═══ Excerpt to read ═══

I first visited Japan (Tokyo and Yokohama) in 2004. A friend was travelling through and invited me along (one major attraction was that we could crash at his cousin’s place – free accommodation in Tokyo, and in a nice central neighbourhood too). Tokyo was at once fascinating and overwhelming! The Asakusa temple and the street food! The craziness of the Shinjuku station. That awe-inspiring sight of Mt Fuji (and the many many elderly people making their ascent). Hitting the Tsukiji fish market for a sushi breakfast.
It was all so amazing that a few days after I returned to Singapore, I was back in Tokyo again, this time for a press junket for the Trocks (Les Ballets Trockadero de Monte Carlo). So it was for work, which meant interviews, and watching rehearsals and a performance (and marveling at their many Japanese fans who would hang around outside the theatre and hotel), and erm, staying at a rather nice Hilton.
And I’ve never been back since.
Isn’t that sad? Especially since I owe my Japanese flatmate (when we were in the UK in 2006-7) a visit. She’s become such a dear friend although we’ve only seen each other once since 2007.
I guess this is a long segue into what I’ve been reading recently, because in just a a couple of weeks I read three works of Japanese fiction: Natsuo Kirino’s Real World, Fuminori Nakamura’s The Thief, and Yoko Ogawa’s Revenge, thanks to holds (two e-books, one physical book) coming in at pretty much the same time.

This isn’t my first Natsuo Kirino read.
Out was a fascinating tale of murder in the suburbs, a young woman kills her husband and seeks help from her coworkers.
Real World has similar undertones, a murder in the suburbs, this time by a teenaged boy, and how it affects those around him. But perhaps because the cast of Real World is young, teenaged, and angst-y, there was this sense of irritation as I read this book. Erm yeah, I was a teenager myself, half a lifetime ago, and I was angst-y and moody and all that, but to empathise with a killer? Really?

═══ Data provided ═══

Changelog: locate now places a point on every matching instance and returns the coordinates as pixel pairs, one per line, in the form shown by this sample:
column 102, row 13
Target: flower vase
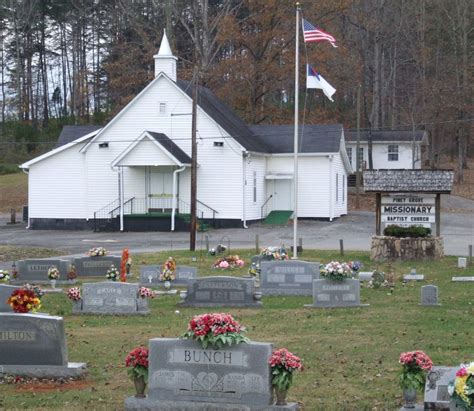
column 281, row 396
column 409, row 397
column 140, row 386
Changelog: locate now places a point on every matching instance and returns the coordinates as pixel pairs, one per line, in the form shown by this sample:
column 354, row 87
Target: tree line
column 81, row 61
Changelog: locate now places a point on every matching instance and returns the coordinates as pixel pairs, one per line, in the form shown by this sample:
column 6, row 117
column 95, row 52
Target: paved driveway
column 355, row 229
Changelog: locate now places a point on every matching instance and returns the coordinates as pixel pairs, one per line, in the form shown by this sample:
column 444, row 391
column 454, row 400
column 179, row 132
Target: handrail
column 264, row 204
column 111, row 213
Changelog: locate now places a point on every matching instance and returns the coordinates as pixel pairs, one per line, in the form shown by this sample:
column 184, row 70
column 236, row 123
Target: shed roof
column 71, row 133
column 387, row 135
column 325, row 138
column 225, row 117
column 408, row 181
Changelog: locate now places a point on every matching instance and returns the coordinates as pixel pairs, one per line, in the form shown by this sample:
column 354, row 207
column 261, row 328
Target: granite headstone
column 288, row 277
column 221, row 291
column 184, row 376
column 429, row 295
column 150, row 275
column 5, row 292
column 35, row 345
column 36, row 270
column 436, row 387
column 95, row 266
column 333, row 294
column 111, row 298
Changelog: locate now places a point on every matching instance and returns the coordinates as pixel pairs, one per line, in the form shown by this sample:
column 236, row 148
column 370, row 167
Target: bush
column 403, row 232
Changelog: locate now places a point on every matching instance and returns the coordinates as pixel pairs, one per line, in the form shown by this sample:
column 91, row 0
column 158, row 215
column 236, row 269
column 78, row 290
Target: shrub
column 401, row 232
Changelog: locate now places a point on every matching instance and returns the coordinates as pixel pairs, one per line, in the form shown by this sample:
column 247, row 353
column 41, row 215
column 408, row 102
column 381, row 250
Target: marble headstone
column 95, row 266
column 36, row 270
column 5, row 292
column 436, row 387
column 221, row 291
column 150, row 275
column 111, row 298
column 429, row 295
column 333, row 294
column 35, row 345
column 288, row 277
column 183, row 376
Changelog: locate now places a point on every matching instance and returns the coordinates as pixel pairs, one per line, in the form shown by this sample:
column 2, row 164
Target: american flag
column 312, row 34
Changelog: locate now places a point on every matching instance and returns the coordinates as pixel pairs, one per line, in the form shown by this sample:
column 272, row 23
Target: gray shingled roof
column 385, row 135
column 71, row 133
column 408, row 181
column 172, row 148
column 313, row 138
column 225, row 117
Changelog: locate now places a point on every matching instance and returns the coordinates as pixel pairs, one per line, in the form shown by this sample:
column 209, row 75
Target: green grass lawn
column 350, row 355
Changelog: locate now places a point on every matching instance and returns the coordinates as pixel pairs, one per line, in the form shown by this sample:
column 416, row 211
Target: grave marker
column 35, row 345
column 221, row 291
column 95, row 266
column 333, row 294
column 288, row 277
column 110, row 298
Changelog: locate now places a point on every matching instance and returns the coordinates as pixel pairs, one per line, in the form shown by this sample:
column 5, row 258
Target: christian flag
column 315, row 80
column 312, row 34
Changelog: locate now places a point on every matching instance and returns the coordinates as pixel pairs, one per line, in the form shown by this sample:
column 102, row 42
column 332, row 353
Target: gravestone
column 36, row 271
column 35, row 345
column 110, row 298
column 221, row 291
column 436, row 387
column 365, row 276
column 150, row 275
column 95, row 266
column 288, row 277
column 429, row 295
column 183, row 376
column 333, row 294
column 5, row 292
column 462, row 279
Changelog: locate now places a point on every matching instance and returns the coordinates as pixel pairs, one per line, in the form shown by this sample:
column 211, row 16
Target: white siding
column 220, row 168
column 56, row 186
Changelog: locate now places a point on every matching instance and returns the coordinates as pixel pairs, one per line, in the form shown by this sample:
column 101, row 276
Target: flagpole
column 295, row 147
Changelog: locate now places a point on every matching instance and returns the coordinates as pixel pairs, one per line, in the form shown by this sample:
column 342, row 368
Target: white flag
column 315, row 80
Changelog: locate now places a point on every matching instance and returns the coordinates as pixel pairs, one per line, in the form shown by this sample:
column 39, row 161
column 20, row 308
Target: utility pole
column 357, row 150
column 192, row 234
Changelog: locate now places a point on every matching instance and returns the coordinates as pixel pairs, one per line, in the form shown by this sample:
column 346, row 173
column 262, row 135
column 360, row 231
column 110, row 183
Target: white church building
column 135, row 172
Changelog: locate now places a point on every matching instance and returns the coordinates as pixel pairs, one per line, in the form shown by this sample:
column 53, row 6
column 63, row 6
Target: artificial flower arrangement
column 216, row 330
column 53, row 273
column 74, row 294
column 230, row 261
column 415, row 366
column 145, row 292
column 4, row 276
column 336, row 271
column 137, row 363
column 112, row 273
column 71, row 274
column 97, row 252
column 274, row 253
column 168, row 270
column 283, row 364
column 462, row 388
column 24, row 300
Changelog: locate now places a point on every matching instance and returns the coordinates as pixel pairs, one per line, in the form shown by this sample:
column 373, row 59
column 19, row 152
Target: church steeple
column 165, row 62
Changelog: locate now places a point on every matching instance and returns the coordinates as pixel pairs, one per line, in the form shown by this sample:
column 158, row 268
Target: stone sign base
column 71, row 370
column 145, row 404
column 386, row 248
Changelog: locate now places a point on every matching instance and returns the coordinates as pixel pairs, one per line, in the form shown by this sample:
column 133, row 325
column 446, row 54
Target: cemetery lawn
column 350, row 354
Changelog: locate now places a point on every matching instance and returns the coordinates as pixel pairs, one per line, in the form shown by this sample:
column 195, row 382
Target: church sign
column 408, row 210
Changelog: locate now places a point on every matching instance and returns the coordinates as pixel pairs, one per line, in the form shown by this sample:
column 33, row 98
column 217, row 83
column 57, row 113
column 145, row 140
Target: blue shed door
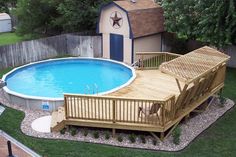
column 116, row 47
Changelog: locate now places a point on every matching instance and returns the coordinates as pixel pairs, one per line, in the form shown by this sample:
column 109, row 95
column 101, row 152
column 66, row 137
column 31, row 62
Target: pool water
column 77, row 76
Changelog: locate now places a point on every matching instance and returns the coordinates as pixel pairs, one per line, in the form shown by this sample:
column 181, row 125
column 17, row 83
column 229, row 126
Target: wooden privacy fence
column 198, row 75
column 152, row 60
column 119, row 110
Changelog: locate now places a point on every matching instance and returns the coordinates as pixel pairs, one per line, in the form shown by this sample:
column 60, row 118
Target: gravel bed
column 189, row 129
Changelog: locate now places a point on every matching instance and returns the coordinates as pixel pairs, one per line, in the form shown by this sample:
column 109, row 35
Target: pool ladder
column 94, row 89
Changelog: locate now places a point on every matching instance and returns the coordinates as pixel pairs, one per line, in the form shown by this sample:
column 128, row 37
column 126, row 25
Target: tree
column 5, row 4
column 217, row 22
column 212, row 21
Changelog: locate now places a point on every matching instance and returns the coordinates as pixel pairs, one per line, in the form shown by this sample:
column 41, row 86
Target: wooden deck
column 150, row 84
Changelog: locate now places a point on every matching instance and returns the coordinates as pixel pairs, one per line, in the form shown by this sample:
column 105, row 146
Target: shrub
column 73, row 131
column 176, row 135
column 143, row 139
column 132, row 138
column 222, row 101
column 63, row 131
column 120, row 138
column 107, row 135
column 85, row 132
column 96, row 134
column 154, row 142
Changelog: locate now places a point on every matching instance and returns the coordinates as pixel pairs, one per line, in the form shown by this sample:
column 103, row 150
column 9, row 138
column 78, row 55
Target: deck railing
column 152, row 60
column 122, row 110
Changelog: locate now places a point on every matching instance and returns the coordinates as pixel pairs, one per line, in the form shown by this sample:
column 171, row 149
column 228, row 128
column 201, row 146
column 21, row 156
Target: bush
column 73, row 131
column 107, row 135
column 85, row 132
column 120, row 138
column 154, row 142
column 63, row 131
column 222, row 101
column 96, row 134
column 143, row 139
column 176, row 135
column 132, row 138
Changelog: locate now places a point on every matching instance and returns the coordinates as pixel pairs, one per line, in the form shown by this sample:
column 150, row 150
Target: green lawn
column 217, row 141
column 10, row 38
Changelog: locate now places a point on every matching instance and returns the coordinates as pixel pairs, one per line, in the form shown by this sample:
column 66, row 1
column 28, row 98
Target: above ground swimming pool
column 51, row 78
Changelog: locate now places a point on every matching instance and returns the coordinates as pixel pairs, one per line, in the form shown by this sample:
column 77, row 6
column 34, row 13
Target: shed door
column 116, row 47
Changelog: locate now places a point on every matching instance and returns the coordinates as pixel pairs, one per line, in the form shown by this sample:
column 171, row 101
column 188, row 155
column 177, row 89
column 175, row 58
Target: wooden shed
column 128, row 27
column 5, row 23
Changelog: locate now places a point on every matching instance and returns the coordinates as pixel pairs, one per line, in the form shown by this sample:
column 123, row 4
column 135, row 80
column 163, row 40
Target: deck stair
column 58, row 118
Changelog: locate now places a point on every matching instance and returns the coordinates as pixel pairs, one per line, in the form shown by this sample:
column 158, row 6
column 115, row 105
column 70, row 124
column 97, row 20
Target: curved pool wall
column 36, row 102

═══

Objectives
[A] Using the post on Japan and Japanese fiction, answer:
(i) In what year did the writer first visit Japan?
(ii) What brought the writer back to Tokyo a few days after returning to Singapore?
(iii) In Real World, who commits the murder?
[B] Pick up the post on Japan and Japanese fiction after its last sentence and keep writing it.
This listing was taken from a different source.

Exercise answers
[A]
(i) 2004
(ii) A press junket for the Trocks (Les Ballets Trockadero de Monte Carlo)
(iii) A teenaged boy

[B]
Perhaps that might have been the point, that these teenagers were behaving like teens, self-absorbed, and Kirino offers no other viewpoint than theirs (from the perspective of four girls and the one boy). The boy, Worm, is probably the perspective I didn’t like the most. I appreciated that the girls were all so different, one is intellectual, another is the flirty girl obsessed with boys, another coming to terms with her homosexuality and her mother’s death, and Worm’s next-door neighbour Toshi who is just trying to fit in.
Like Out, Real World is less about the murder than the insight into the life of Japanese teenagers, trying to make their own path in this loud, brash, uncertain world. I was just a little ambivalent about it. But I’m still looking forward to reading more of Kirino’s books.
Nakamura’s Thief has one character at its core but he too is troubled one. He is, as the title suggests, a thief. We meet him as he deftly picks pockets, making sure to carefully choose only rich marks. He has become so adept at his job that he finds himself having picked pockets he doesn’t even remember.
Our thief finds himself being roped in for a big job, a robbery at a mansion that he later learns is just a cover-up for a bigger crime.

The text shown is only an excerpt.